_TASKS TO COMPLETE_
1. In the cuckoo hashing problem statement, at what position in the second array is a value x stored?
2. Extend the cuckoo hashing problem write-up, picking up right after its final sentence.

This problem asks to simulate cuckoo hashing. There are two arrays, of sizes $n_1 \leq 1000$ and $n_2 \leq 1000$ ($n_1 \neq n_2$). A non-negative integer value $x$ would be stored at position $x \mod n_1$ in the first, and $x \mod n_2$ in the second. These two arrays together constitute a hash table. To insert a value into the hash table $x$, insert it into the first array. If there is already some value $y$ in the position $x \mod n_1$, then we have to move $y$ to the second array, storing it in position $y \mod n_2$. And if there is already a value $z$ in that position, then we move it to the first array, in position $z \mod n_1$, and so on—we keep shuffling values back and forth between the two hash tables until a value lands in an empty spot.

You are given a sequence of non-negative integers. Output the states of the two arrays after inserting all the values in order. It is guaranteed that each insertion will terminate.

#### Solution

Straightforward simulation.

_Records from a data source_
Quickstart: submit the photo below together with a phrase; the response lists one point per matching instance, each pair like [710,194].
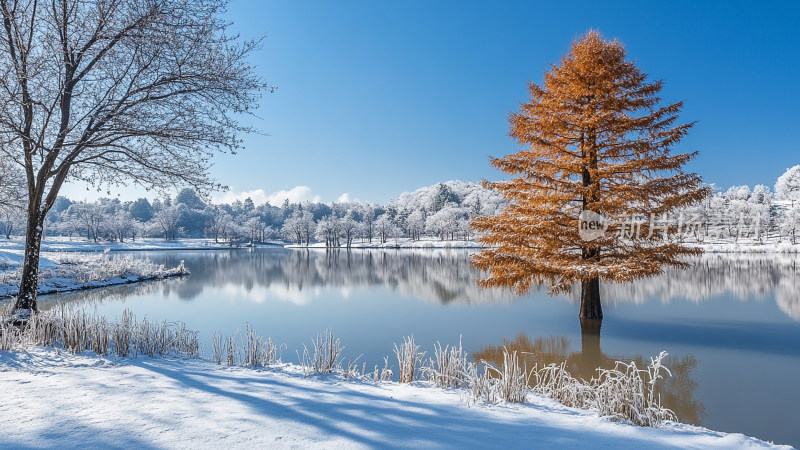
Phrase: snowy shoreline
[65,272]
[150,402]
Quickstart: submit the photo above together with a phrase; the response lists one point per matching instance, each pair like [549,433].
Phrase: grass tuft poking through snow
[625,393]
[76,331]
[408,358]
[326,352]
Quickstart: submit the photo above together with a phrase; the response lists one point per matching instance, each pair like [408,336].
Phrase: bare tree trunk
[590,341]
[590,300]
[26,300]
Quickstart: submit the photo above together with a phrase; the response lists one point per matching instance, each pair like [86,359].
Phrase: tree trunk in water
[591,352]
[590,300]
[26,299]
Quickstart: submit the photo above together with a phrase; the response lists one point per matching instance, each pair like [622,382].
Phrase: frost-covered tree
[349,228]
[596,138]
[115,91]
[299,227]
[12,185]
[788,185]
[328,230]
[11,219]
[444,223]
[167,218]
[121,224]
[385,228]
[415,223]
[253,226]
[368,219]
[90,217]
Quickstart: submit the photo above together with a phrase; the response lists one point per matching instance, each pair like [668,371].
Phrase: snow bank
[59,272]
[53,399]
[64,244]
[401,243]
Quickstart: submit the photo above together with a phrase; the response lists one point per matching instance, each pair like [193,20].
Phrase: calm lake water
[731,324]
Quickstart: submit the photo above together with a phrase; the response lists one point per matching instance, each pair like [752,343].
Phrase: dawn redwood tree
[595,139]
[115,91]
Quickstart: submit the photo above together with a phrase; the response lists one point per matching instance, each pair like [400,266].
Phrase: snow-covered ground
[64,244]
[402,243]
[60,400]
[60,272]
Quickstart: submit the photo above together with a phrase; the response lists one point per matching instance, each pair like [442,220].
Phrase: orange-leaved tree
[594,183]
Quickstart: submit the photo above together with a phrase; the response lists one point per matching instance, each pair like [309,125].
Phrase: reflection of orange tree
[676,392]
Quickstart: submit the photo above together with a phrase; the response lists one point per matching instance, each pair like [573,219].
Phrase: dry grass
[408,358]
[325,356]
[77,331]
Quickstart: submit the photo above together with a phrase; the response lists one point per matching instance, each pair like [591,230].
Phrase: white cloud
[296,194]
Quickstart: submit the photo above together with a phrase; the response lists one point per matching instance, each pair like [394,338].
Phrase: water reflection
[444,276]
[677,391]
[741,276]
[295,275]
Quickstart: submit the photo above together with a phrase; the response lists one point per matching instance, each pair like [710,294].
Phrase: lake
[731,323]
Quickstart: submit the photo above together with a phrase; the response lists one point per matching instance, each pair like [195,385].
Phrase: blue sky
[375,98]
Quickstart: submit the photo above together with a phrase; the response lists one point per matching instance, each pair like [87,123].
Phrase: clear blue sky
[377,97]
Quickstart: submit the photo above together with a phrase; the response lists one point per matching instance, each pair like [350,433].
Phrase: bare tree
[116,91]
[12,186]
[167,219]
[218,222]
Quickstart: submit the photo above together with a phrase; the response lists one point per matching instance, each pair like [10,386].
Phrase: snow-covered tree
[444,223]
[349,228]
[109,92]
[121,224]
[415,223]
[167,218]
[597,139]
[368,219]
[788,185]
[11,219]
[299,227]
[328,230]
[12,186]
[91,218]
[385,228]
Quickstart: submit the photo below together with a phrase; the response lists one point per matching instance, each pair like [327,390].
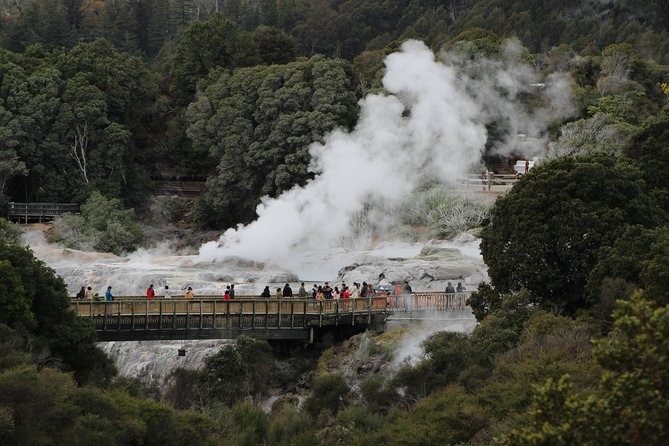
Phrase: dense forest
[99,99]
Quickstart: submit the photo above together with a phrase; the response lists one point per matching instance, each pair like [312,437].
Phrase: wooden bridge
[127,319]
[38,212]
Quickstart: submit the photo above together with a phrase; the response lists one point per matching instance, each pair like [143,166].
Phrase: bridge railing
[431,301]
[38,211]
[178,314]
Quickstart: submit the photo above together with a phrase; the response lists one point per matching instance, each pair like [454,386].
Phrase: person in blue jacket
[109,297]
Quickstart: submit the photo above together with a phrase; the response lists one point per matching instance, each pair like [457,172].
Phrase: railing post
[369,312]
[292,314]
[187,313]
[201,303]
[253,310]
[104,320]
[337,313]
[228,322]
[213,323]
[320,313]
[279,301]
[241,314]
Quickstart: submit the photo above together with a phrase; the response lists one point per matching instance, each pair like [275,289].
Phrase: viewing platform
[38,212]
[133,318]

_REPLIES_
1. At position $x \mod n_2$.

2.
To see that this is fast enough, first observe that it’s impossible to insert more than $n_1 + n_2$ values, so there will be at most 1999 integers given to insert. Furthermore, since it’s guaranteed that each insertion will terminate, it’s not too hard to see that there’s a linear limit on how many steps each insertion can take. To prove this, consider an undirected graph in which each vertex corresponds to a location in one of the two arrays and each edge corresponds to either an existing value or the value we’re inserting; the edge is incident upon the two vertices corresponding to the positions where the value can be stored (thus, the graph is bipartite). When we insert a value, we trace out a path along the edges, which terminates once it lands on an empty vertex. If an insertion is to terminate, then there can’t be more edges than vertices in the connected component of the edge corresponding to the value we’re inserting, because then there would be too few spots for all the values. So there are two cases:

1. Case 1: the number of edges is one less than the number of vertices (there are two empty spots). So the connected component is a tree. Because a tree has no cycles, we can never visit an edge twice (i.e., move a value that we’ve already moved). This gives the desired linear time bound.
2. Case 2: the number of edges equals the number of vertices (there is one empty spot). There is then exactly one cycle. In this case, observe that if we ever visit a vertex twice, this must be the first vertex on the cycle we visited. When we visit it the second time, we kick it back to its original position which must be outside the cycle since it was the first. After this, we are directed away from the cycle and so cannot enter it again. Thus in this case the number of iterations can’t be more than twice the number of edges.

I’m not sure whether I could’ve come up with this (extremely hand-wavy) proof during the contest, but I think you’re just supposed to intuitively realize the number of iterations is linearly bounded. The total number of iterations here can’t exceed $2 \times 1999^2$, or about 8 million, so we would expect this to get in under the time limit.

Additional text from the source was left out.